STATED EXERCISE:
Find every line in the material that contains the word "green", and copy each of those lines.
-=-=-=-=-
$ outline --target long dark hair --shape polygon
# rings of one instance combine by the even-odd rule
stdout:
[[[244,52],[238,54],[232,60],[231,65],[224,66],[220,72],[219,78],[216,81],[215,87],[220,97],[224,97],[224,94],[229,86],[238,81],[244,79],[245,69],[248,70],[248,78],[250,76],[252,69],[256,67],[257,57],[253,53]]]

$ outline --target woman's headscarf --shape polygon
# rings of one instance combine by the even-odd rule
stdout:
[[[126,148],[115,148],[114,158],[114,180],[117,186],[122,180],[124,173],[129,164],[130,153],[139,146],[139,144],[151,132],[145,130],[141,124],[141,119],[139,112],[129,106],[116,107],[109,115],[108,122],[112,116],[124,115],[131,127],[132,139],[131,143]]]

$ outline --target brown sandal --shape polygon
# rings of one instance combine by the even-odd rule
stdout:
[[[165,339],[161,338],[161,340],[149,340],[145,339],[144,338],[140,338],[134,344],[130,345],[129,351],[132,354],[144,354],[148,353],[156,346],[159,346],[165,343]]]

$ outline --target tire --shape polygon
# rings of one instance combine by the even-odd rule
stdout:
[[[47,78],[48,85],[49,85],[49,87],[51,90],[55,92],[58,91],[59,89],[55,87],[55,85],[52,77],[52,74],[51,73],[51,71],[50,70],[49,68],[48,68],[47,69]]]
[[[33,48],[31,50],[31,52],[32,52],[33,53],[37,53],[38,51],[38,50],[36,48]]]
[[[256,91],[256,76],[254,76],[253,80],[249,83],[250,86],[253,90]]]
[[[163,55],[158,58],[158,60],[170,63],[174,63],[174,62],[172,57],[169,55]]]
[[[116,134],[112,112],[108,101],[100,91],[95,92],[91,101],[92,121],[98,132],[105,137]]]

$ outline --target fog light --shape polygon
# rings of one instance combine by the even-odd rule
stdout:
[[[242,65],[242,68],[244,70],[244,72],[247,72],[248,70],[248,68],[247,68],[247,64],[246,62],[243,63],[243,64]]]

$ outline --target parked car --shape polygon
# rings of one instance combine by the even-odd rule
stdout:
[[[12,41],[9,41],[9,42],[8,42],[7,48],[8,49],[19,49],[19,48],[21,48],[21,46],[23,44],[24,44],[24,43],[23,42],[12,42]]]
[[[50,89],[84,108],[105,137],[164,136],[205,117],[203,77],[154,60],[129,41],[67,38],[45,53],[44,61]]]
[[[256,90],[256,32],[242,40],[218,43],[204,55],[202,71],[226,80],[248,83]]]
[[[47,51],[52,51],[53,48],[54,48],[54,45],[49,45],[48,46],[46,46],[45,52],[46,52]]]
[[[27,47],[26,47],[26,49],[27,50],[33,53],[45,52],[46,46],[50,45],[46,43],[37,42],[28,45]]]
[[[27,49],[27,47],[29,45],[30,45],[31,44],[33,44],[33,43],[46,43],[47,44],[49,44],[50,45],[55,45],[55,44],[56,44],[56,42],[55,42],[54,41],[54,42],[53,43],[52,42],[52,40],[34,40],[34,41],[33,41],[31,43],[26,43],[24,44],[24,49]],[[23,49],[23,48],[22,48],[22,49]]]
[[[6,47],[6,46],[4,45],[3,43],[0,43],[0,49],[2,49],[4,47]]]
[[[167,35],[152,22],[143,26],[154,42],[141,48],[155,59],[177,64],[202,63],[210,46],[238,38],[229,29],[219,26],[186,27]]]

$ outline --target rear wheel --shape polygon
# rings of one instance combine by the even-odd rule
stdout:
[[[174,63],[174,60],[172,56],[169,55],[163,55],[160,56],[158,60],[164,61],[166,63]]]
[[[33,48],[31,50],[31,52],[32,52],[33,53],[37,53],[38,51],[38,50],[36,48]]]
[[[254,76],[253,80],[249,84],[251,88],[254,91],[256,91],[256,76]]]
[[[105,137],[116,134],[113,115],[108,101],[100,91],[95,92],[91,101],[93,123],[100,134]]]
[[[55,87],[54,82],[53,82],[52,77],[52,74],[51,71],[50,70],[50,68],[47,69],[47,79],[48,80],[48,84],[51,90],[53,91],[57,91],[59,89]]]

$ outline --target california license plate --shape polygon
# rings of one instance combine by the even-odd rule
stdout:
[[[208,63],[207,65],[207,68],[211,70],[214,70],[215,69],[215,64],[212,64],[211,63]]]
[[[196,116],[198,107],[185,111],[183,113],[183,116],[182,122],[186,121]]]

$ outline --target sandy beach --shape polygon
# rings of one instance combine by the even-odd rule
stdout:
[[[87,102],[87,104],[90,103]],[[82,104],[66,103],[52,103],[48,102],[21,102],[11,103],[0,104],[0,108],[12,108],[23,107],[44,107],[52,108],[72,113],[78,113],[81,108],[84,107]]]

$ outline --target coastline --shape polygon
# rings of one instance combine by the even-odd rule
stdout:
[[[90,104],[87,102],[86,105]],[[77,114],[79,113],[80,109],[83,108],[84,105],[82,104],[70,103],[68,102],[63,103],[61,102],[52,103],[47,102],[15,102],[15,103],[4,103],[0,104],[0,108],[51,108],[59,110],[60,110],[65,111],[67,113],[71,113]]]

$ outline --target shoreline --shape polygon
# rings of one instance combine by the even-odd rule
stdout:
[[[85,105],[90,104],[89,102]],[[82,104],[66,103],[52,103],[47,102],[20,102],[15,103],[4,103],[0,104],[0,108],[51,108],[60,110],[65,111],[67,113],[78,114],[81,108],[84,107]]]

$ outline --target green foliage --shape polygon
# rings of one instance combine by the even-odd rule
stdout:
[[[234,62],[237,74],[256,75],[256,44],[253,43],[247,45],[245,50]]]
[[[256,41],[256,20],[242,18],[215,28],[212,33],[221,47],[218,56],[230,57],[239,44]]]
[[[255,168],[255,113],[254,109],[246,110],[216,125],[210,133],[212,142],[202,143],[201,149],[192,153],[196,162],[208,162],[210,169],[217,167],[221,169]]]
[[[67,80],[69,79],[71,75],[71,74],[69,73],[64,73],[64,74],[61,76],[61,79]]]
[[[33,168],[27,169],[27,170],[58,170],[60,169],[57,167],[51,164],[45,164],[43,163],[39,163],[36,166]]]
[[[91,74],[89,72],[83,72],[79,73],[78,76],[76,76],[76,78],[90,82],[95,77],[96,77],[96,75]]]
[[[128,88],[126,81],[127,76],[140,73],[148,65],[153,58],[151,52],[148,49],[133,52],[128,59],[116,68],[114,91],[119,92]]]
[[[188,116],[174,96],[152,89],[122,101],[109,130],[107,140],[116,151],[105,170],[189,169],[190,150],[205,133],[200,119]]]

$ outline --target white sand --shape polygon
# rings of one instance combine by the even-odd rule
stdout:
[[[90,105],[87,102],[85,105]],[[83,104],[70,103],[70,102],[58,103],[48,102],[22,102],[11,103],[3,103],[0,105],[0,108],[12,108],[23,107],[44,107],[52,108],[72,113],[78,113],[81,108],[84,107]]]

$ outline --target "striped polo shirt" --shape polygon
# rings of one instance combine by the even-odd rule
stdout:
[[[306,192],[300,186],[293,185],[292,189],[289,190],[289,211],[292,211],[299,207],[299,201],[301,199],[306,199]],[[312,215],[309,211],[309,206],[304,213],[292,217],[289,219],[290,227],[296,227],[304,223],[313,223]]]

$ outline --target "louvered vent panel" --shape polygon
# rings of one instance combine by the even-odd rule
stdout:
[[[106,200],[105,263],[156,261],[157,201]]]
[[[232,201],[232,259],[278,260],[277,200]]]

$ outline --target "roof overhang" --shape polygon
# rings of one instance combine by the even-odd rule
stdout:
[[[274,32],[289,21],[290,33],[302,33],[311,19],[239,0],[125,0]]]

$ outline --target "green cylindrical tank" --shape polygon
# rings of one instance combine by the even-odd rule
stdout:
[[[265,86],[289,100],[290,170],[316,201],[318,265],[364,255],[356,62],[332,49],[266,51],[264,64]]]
-=-=-=-=-
OUTPUT FOR THIS EXERCISE:
$ outline --target green foliage --shape polygon
$ outline --target "green cylindrical tank" --shape polygon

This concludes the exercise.